▶ _Problem to solve_: Copy out all the entries below, substituting "in the image above" for each occurrence of "in the photo above" and leaving everything else unchanged. Do not include the pictures in your reply.

Pointing dataset entries
◆ ◆ ◆ ◆ ◆ ◆ ◆

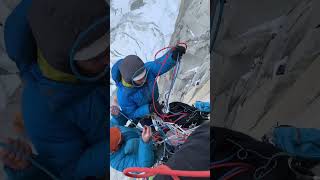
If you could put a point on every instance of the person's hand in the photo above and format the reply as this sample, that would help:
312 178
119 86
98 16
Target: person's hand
115 110
146 134
156 108
15 158
179 50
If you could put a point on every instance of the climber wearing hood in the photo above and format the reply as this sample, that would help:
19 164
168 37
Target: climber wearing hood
64 115
135 80
130 148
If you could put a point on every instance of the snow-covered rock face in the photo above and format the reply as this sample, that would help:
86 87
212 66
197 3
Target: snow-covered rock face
266 71
192 27
141 28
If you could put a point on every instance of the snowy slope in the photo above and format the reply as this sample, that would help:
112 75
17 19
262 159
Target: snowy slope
143 30
192 27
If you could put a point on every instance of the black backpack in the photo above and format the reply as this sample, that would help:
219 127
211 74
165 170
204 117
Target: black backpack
233 151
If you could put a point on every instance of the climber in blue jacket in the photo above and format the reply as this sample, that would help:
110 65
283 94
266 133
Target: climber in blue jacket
135 80
65 117
131 148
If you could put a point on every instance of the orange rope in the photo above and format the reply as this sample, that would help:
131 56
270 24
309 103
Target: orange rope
164 170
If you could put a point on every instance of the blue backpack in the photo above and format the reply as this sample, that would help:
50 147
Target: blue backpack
202 106
299 142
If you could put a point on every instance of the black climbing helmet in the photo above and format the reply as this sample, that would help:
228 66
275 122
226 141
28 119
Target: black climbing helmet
131 67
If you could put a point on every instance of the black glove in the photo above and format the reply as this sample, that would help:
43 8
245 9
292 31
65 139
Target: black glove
158 107
178 51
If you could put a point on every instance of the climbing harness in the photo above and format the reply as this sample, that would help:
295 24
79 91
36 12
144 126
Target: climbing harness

◆ ◆ ◆ ◆ ◆ ◆ ◆

▶ _Answer_:
If you could put a point on every instance of the person's hand in the image above and format the reply as this sample, that would help:
312 178
119 86
98 16
Target: person's hand
115 110
146 134
156 108
15 158
179 50
If you could put a point on every instance of the climber wearing hood in the image above and format the reply as this sample, that would help:
19 164
168 37
Target: climber wearing hood
64 115
135 80
130 148
If you could put a point on every instance of the snow-covered rock face in the image above and format the reply as this sample, that would help:
86 87
212 66
197 3
Target: snow-covered rock face
266 71
192 27
141 28
If you could put a point on every instance of the snowy slope in the image above and format the reply as this sample, that would help:
112 75
17 19
262 159
Target: snowy slope
143 30
192 27
If you could put a point on every instance of the black backpack in the image above and format the reply as this sample, that would help:
219 127
211 74
165 170
204 117
Target: black backpack
233 151
If you could put a point on every instance of the climber in blue jacket in the image above and format the reply as this sample, that would help:
110 65
283 94
266 133
Target: climber in blue jacket
135 80
65 117
131 148
If you could put a point on every instance of the orange rope in the image above and format the reply as this sample, that would help:
131 56
270 24
309 103
Target: orange rope
164 170
If you could put a point on every instance of the blue backpack in the image above and format the reply as this sample, that would help:
50 147
Target: blue backpack
202 106
299 142
If you could put a point on every instance of the black climbing helmet in the image above and format the reply as this sample, that would help:
228 66
275 122
226 141
28 119
Target: black climbing helmet
131 67
If you could put a point on every instance of the black glove in the image above and format the reply as this sample, that would help:
43 8
245 9
292 31
65 139
Target: black glove
158 107
178 51
If you could put a point on every instance of the climbing harness in the image above and format the reply as this sample, that would help:
295 24
79 91
36 12
144 126
Target: climbing harness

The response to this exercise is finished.